Word for word, copy every line of the data.

======

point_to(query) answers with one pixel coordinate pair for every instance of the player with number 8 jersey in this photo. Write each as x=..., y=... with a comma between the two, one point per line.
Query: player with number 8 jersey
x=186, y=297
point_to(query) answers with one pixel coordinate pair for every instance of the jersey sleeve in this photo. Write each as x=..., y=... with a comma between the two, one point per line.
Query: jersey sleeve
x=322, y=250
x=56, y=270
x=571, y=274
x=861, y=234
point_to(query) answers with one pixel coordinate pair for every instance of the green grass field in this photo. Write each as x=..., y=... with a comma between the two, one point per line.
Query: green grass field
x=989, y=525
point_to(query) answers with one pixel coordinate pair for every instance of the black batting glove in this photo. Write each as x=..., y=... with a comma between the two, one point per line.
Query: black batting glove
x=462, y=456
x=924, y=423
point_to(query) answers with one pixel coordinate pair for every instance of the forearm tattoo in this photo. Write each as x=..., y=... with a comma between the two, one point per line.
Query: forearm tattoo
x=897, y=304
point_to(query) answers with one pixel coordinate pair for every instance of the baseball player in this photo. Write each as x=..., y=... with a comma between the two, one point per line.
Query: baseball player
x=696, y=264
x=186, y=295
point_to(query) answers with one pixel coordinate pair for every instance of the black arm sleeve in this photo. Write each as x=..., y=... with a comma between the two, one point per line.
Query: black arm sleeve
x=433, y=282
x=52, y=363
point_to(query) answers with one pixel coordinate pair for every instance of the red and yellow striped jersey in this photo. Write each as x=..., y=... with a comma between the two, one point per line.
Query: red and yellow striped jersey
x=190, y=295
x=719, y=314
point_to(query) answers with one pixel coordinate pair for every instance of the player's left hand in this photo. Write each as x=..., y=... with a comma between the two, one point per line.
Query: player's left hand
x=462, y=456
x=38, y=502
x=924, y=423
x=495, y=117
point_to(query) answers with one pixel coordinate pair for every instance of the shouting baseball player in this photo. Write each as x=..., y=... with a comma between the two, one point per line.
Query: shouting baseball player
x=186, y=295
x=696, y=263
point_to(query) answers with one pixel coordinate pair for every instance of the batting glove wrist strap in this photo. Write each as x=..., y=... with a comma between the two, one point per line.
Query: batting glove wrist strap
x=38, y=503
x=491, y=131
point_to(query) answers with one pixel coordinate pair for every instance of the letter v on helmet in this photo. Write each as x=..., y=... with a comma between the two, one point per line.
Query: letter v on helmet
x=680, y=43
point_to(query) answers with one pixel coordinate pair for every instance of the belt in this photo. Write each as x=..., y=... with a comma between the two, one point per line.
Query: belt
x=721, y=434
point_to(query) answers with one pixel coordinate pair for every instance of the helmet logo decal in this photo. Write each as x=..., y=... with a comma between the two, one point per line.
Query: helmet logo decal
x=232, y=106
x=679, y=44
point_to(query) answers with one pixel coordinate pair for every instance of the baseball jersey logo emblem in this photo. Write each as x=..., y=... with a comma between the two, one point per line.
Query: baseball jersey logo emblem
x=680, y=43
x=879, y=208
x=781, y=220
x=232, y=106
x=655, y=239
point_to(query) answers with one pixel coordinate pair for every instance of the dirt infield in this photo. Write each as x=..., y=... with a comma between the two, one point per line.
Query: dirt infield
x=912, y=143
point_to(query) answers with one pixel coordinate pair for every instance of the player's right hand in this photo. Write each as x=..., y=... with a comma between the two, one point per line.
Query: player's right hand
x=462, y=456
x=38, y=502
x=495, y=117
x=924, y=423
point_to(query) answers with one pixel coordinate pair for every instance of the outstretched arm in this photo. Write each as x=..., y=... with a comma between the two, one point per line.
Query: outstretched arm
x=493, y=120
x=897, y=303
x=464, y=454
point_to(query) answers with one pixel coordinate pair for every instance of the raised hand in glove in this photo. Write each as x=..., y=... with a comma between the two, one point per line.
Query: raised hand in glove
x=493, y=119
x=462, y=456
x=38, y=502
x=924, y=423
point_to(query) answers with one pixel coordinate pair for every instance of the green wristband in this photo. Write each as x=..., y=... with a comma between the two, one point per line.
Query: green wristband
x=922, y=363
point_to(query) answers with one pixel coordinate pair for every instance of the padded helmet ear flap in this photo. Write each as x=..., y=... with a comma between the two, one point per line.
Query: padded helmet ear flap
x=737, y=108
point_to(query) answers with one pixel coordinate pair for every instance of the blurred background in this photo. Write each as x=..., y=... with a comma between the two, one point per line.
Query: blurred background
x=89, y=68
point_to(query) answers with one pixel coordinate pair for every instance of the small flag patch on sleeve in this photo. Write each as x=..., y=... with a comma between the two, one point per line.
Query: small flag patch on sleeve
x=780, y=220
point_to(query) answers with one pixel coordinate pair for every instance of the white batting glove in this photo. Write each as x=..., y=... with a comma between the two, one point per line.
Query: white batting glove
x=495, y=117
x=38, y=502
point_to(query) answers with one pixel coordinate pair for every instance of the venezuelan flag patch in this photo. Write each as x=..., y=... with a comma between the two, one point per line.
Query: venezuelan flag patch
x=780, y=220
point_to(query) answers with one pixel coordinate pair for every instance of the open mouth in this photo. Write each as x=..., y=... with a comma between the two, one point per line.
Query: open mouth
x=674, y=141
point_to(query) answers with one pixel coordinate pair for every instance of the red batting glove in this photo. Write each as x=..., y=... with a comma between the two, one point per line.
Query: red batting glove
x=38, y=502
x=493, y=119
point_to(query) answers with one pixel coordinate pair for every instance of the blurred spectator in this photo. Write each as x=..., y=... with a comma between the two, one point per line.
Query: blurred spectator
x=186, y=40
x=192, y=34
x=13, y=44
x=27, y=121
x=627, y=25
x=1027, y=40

======

**Output for this exercise:**
point_to(query) answers with one pixel coordinate pair for every instance of the player with number 8 jersey in this photo. Write each as x=..., y=... with a comma between the two, one point per line.
Query: player with number 8 jersey
x=186, y=297
point_to(query) answers with one pixel coordinate pair for every instance of the jersey sleeve in this photo. Write each as x=..., y=... with a comma between the two, one point per line.
Query: jersey sleeve
x=322, y=250
x=56, y=270
x=571, y=274
x=861, y=234
point_to(query) answers with one pixel coordinate pair for every instance of the green grass field in this photo. Write each as x=..., y=... with a comma between the two, one point per line.
Query: green grass field
x=989, y=525
point_to(query) answers with one pixel coordinate pair for every instance of the black batting glove in this photo. Write each as x=..., y=... with a comma between the two, one point per line.
Query: black batting glove
x=462, y=456
x=924, y=423
point_to(query) answers with one pixel coordinate pair for every instance of the forearm tattoo in this photo. Write each as x=..., y=... with a comma between the two, one point per line.
Query: forearm tattoo
x=897, y=304
point_to(query) answers with one pixel coordinate pair for every instance of the baseball player in this photo. Write each as x=..., y=... with a comma between the two, one point per line.
Query: baseball player
x=696, y=264
x=186, y=295
point_to(query) answers with one pixel coordinate pair for every instance of the black arm sleeve in this photo. Write each as x=..., y=... with a comma between the two, one point per line.
Query: black arm sleeve
x=433, y=282
x=52, y=363
point_to(query) answers with one pixel coordinate pair for every instance of the red and yellow striped jersey in this photo. Write each as x=..., y=... with a comma between the two, one point per line.
Query: red and yellow striped jersey
x=190, y=295
x=719, y=314
point_to(query) answers with one pixel coordinate pair for every instance of the player's left hand in this photo. Write each as x=..., y=... with a comma between the two, one point per line.
Query: player's left hand
x=462, y=456
x=38, y=502
x=924, y=423
x=495, y=117
point_to(query) answers with one pixel coordinate pair for every instance of the shouting baseball player in this photo. Write each as x=..., y=... with a comma between the two, one point per line.
Query: shouting baseball player
x=186, y=295
x=696, y=263
point_to(query) answers with one pixel coordinate pair for every instance of the batting glove wrist strap in this photo. Write each as x=..., y=... with a comma between the two, one point per line.
Query: batting glove wrist strap
x=38, y=503
x=491, y=131
point_to(query) answers with one pixel coordinate pair for every instance of the letter v on helmet in this photo. Write each as x=..., y=... with a comma between the two, one point per line.
Query: letter v on helmet
x=680, y=43
point_to(query) answers with one pixel coordinate pair for every instance of the belt in this photo. Write each as x=..., y=... with a comma between the two, one point per line.
Query: belt
x=721, y=434
point_to(query) answers with one pixel coordinate pair for every instance of the helmet logo decal in this photo. Write each as x=..., y=... with a comma between the two, one point per line.
Query: helmet logo decal
x=232, y=106
x=679, y=44
point_to(query) answers with one pixel coordinate pair for every instance of the baseball jersey logo emblem in this photo. Write each as x=..., y=... with a comma between the two, one point per line.
Query: baseball jersey logo emblem
x=680, y=43
x=879, y=208
x=781, y=220
x=232, y=106
x=655, y=239
point_to(query) answers with one pixel coordinate pair for every instance of the dirt infield in this photo. Write each as x=..., y=... with a comma between the two, one point per line.
Query: dirt infield
x=912, y=143
point_to(query) answers with one pixel coordinate pair for every instance of the player's right hand in this photo. Write each as x=..., y=... with a comma between the two, one point per line.
Query: player's right hand
x=462, y=456
x=38, y=502
x=495, y=117
x=924, y=423
point_to(query) answers with one pixel coordinate pair for every instance of the outstretched arm in this photo. Write each as x=..., y=... with a comma between the two, one point per line.
Query: outstretched arm
x=493, y=120
x=897, y=303
x=464, y=454
point_to(query) answers with one pixel coordinate pair for every instance of the raised hand in glove in this photo. Write each as x=..., y=... with a comma between the two, one point per line.
Query: raised hand in glove
x=493, y=119
x=462, y=456
x=38, y=502
x=924, y=423
point_to(query) answers with one pixel coordinate pair for every instance of the green wristband in this photo. Write each as x=..., y=... with a comma between the two, one point per line.
Query: green wristband
x=922, y=363
point_to(query) answers with one pixel coordinate pair for every instance of the padded helmet ear flap in this photo. Write each as x=..., y=... with a comma between the two, one point per line.
Query: padded helmet ear flap
x=737, y=108
point_to(query) answers with one pixel coordinate pair for every instance of the blurred background in this photo. Write each as x=..., y=... with a comma between the two, one point per line.
Query: blurred background
x=89, y=68
point_to(query) answers with one pixel coordinate pair for every instance of the small flag patch on sleeve in this photo. Write each as x=..., y=... with a comma between the two, one point per line.
Query: small flag patch on sleeve
x=780, y=220
point_to(query) answers with one pixel coordinate pair for every instance of the white batting glove in this photo. Write each as x=..., y=... with a comma between the two, one point per line.
Query: white batting glove
x=495, y=117
x=38, y=502
point_to(query) answers with one pixel coordinate pair for every instance of the venezuelan flag patch in this photo. Write each as x=..., y=... with a comma between the two, one point per line.
Query: venezuelan flag patch
x=780, y=220
point_to(query) answers with one pixel coordinate pair for every instance of the open mouth in this photo. Write each as x=..., y=... with a comma between the two, one point per line.
Query: open mouth
x=674, y=141
point_to(query) answers with one pixel coordinate pair for every instance of the red batting glove in this photo. Write each as x=..., y=... with a comma between the two, one point per line.
Query: red batting glove
x=38, y=502
x=493, y=119
point_to(query) answers with one pixel coordinate pair for every instance of the blurred spectator in this photo. Write each as x=..., y=... with a comma between the two, one point per line.
Query: blurred spectator
x=186, y=40
x=192, y=34
x=13, y=44
x=27, y=121
x=627, y=25
x=1027, y=40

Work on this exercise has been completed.